======== Supplied data ========

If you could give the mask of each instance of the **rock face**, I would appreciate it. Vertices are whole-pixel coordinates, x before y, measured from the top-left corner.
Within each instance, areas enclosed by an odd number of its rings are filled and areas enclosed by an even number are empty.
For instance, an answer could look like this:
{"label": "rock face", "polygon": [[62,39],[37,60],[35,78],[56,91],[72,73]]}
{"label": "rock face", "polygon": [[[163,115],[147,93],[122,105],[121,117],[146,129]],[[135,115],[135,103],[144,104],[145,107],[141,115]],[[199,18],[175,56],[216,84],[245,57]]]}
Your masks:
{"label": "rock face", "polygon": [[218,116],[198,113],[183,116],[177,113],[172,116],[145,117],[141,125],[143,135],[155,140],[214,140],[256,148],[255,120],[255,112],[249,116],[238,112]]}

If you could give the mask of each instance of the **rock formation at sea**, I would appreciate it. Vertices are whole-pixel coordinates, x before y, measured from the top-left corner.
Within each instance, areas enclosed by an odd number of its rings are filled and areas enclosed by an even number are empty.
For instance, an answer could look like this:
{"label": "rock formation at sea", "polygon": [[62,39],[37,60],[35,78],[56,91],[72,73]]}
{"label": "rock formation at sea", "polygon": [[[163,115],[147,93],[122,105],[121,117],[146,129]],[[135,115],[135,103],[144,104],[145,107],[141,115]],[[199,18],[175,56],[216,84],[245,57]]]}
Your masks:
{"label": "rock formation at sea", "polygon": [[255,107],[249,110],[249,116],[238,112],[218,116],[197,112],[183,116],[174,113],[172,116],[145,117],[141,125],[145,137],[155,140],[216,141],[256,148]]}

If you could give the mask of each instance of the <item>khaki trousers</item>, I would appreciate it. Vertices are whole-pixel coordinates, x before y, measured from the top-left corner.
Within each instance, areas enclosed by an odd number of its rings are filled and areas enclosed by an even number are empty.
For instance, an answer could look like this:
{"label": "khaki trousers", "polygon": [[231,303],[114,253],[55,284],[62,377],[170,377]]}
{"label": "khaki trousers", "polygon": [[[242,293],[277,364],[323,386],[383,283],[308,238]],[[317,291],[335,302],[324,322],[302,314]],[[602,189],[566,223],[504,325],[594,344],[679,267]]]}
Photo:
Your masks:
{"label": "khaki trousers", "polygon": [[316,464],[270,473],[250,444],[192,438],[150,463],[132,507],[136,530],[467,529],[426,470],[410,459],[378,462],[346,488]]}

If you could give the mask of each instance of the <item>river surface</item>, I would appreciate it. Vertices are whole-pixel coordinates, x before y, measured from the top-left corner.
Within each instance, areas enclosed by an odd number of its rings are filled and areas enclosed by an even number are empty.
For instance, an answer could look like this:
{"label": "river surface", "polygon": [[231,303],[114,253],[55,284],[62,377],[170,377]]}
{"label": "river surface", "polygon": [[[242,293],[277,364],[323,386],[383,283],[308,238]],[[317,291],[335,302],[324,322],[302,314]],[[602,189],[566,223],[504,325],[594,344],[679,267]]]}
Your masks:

========

◆ **What you have to do**
Could you copy out verbatim everything in the material from the line containing "of the <item>river", that line included, down to the very end?

◆ **Finished exercise**
If you could give the mask of each instance of the <item>river surface</item>, I would appreciate it. Vertices are whole-pixel coordinates, x before y, measured from the top-left corner.
Within each instance, areas enclosed by an odd number of its rings are filled and areas enclosed by an even number are empty.
For instance, an answer could look like this:
{"label": "river surface", "polygon": [[231,303],[114,253],[55,284],[62,377],[170,377]]}
{"label": "river surface", "polygon": [[[242,293],[277,364],[323,386],[383,283],[308,238]],[[317,291],[335,302],[324,322],[302,314]],[[602,189],[566,223],[504,325],[594,344],[679,267]]]}
Your masks:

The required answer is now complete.